++++ Material
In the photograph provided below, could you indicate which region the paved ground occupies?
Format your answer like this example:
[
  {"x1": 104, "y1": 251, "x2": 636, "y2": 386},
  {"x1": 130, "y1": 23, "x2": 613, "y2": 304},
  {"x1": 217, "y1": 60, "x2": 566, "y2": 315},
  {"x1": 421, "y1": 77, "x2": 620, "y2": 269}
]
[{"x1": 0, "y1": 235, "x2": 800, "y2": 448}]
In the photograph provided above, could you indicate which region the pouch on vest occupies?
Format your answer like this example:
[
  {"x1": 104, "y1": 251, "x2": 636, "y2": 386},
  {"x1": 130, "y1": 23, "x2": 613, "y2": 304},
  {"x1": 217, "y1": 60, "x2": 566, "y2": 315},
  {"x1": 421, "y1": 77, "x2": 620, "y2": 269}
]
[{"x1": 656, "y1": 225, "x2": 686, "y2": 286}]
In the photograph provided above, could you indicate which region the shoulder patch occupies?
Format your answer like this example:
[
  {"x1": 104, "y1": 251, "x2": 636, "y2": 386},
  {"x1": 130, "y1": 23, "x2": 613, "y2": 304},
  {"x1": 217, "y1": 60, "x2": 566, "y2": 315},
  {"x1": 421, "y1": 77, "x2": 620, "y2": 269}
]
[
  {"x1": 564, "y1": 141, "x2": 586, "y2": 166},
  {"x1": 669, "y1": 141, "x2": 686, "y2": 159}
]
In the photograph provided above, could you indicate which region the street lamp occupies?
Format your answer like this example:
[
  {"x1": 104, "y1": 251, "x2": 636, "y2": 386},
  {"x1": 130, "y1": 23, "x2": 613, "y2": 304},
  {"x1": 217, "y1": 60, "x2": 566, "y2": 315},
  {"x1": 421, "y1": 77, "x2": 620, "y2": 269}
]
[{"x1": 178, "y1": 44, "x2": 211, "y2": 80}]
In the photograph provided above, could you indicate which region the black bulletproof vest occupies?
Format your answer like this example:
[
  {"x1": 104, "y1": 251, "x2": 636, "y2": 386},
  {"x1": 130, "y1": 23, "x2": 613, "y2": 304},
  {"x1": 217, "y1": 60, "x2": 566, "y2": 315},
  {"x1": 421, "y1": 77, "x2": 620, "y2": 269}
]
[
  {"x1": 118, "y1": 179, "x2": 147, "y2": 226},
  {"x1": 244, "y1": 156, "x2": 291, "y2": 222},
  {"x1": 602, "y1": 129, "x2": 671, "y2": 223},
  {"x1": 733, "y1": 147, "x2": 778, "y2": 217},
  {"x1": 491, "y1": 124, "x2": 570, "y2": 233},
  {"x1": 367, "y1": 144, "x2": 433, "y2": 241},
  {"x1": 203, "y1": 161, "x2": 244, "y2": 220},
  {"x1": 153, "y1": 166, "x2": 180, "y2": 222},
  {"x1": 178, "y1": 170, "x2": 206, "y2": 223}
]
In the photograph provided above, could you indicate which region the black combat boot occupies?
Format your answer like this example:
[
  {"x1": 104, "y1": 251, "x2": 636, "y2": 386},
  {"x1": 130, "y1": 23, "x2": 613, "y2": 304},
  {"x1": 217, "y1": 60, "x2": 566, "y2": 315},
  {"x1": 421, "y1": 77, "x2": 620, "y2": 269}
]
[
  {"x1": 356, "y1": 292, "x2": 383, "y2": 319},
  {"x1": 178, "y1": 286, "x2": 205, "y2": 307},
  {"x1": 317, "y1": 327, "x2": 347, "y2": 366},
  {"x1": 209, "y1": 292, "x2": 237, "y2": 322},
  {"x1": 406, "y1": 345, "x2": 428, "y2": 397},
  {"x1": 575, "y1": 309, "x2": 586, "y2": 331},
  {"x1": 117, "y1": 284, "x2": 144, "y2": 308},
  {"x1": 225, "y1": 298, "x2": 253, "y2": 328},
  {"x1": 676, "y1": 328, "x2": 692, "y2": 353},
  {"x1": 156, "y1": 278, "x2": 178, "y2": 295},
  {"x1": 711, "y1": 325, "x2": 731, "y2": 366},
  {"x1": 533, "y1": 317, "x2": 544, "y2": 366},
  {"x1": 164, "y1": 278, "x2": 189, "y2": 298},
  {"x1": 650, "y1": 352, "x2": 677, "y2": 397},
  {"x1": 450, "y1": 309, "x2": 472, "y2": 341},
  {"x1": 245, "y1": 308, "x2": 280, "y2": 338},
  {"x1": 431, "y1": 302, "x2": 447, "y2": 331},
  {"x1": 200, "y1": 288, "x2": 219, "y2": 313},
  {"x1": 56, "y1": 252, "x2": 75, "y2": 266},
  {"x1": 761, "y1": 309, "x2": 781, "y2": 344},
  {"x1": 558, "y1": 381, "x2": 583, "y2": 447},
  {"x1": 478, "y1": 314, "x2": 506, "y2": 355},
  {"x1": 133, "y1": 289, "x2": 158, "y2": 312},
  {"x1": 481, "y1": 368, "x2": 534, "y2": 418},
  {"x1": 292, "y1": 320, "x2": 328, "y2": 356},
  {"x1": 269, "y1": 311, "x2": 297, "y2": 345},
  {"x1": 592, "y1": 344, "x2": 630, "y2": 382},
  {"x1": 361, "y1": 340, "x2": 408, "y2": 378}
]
++++++++
◆ **The request**
Transcribe the records above exactly as they appear.

◆ **The response**
In the photograph provided below, could you indicate which region the paved ground occupies?
Format your answer like this example:
[
  {"x1": 104, "y1": 251, "x2": 636, "y2": 386},
  {"x1": 130, "y1": 23, "x2": 613, "y2": 304},
  {"x1": 217, "y1": 60, "x2": 566, "y2": 315},
  {"x1": 421, "y1": 77, "x2": 620, "y2": 269}
]
[{"x1": 0, "y1": 235, "x2": 800, "y2": 448}]
In the photograph provided above, could you indicate which region the pouch on vest occupies?
Format your answer like this example:
[
  {"x1": 104, "y1": 251, "x2": 636, "y2": 386},
  {"x1": 130, "y1": 23, "x2": 613, "y2": 304},
  {"x1": 217, "y1": 60, "x2": 566, "y2": 315},
  {"x1": 421, "y1": 77, "x2": 620, "y2": 269}
]
[{"x1": 656, "y1": 225, "x2": 686, "y2": 286}]
In the photograph provided above, could you indicate which region the shoulder patch occupies?
Format your answer like this example:
[
  {"x1": 104, "y1": 251, "x2": 636, "y2": 386},
  {"x1": 130, "y1": 23, "x2": 613, "y2": 304},
  {"x1": 217, "y1": 60, "x2": 566, "y2": 315},
  {"x1": 421, "y1": 77, "x2": 620, "y2": 269}
]
[
  {"x1": 564, "y1": 141, "x2": 586, "y2": 166},
  {"x1": 669, "y1": 141, "x2": 686, "y2": 159}
]
In the photograph provided above, could you indicate which region the street lamp occupies?
Format your answer like this example:
[
  {"x1": 104, "y1": 251, "x2": 636, "y2": 386},
  {"x1": 130, "y1": 23, "x2": 613, "y2": 304},
  {"x1": 217, "y1": 60, "x2": 566, "y2": 315},
  {"x1": 421, "y1": 77, "x2": 620, "y2": 269}
]
[{"x1": 178, "y1": 44, "x2": 211, "y2": 80}]
In the photograph provided above, could you indicate which region the black bulletproof vest occupies?
Format your answer like this example:
[
  {"x1": 104, "y1": 251, "x2": 636, "y2": 386},
  {"x1": 130, "y1": 23, "x2": 613, "y2": 304},
  {"x1": 217, "y1": 60, "x2": 566, "y2": 315},
  {"x1": 421, "y1": 77, "x2": 620, "y2": 269}
]
[
  {"x1": 118, "y1": 179, "x2": 147, "y2": 226},
  {"x1": 244, "y1": 156, "x2": 291, "y2": 222},
  {"x1": 602, "y1": 129, "x2": 671, "y2": 223},
  {"x1": 733, "y1": 147, "x2": 778, "y2": 217},
  {"x1": 491, "y1": 124, "x2": 570, "y2": 233},
  {"x1": 367, "y1": 144, "x2": 433, "y2": 241},
  {"x1": 203, "y1": 161, "x2": 244, "y2": 220},
  {"x1": 153, "y1": 166, "x2": 180, "y2": 222},
  {"x1": 178, "y1": 170, "x2": 206, "y2": 223}
]
In the photograph provided above, could you indicate which region the black combat boot occupies?
Format your answer like this example:
[
  {"x1": 104, "y1": 251, "x2": 636, "y2": 386},
  {"x1": 130, "y1": 23, "x2": 613, "y2": 304},
  {"x1": 217, "y1": 60, "x2": 566, "y2": 315},
  {"x1": 421, "y1": 77, "x2": 620, "y2": 269}
]
[
  {"x1": 356, "y1": 292, "x2": 383, "y2": 319},
  {"x1": 178, "y1": 286, "x2": 205, "y2": 307},
  {"x1": 317, "y1": 327, "x2": 347, "y2": 366},
  {"x1": 209, "y1": 292, "x2": 237, "y2": 322},
  {"x1": 406, "y1": 345, "x2": 428, "y2": 397},
  {"x1": 575, "y1": 309, "x2": 586, "y2": 331},
  {"x1": 117, "y1": 284, "x2": 144, "y2": 308},
  {"x1": 225, "y1": 298, "x2": 253, "y2": 328},
  {"x1": 676, "y1": 328, "x2": 692, "y2": 353},
  {"x1": 156, "y1": 278, "x2": 178, "y2": 295},
  {"x1": 711, "y1": 325, "x2": 731, "y2": 366},
  {"x1": 533, "y1": 317, "x2": 544, "y2": 366},
  {"x1": 164, "y1": 278, "x2": 189, "y2": 298},
  {"x1": 650, "y1": 352, "x2": 677, "y2": 397},
  {"x1": 450, "y1": 309, "x2": 472, "y2": 341},
  {"x1": 245, "y1": 308, "x2": 280, "y2": 338},
  {"x1": 431, "y1": 302, "x2": 447, "y2": 331},
  {"x1": 200, "y1": 288, "x2": 219, "y2": 313},
  {"x1": 56, "y1": 252, "x2": 75, "y2": 266},
  {"x1": 761, "y1": 309, "x2": 781, "y2": 344},
  {"x1": 558, "y1": 381, "x2": 583, "y2": 447},
  {"x1": 478, "y1": 314, "x2": 506, "y2": 355},
  {"x1": 133, "y1": 289, "x2": 158, "y2": 312},
  {"x1": 481, "y1": 368, "x2": 534, "y2": 418},
  {"x1": 292, "y1": 320, "x2": 328, "y2": 356},
  {"x1": 269, "y1": 311, "x2": 297, "y2": 345},
  {"x1": 592, "y1": 344, "x2": 630, "y2": 382},
  {"x1": 361, "y1": 340, "x2": 408, "y2": 378}
]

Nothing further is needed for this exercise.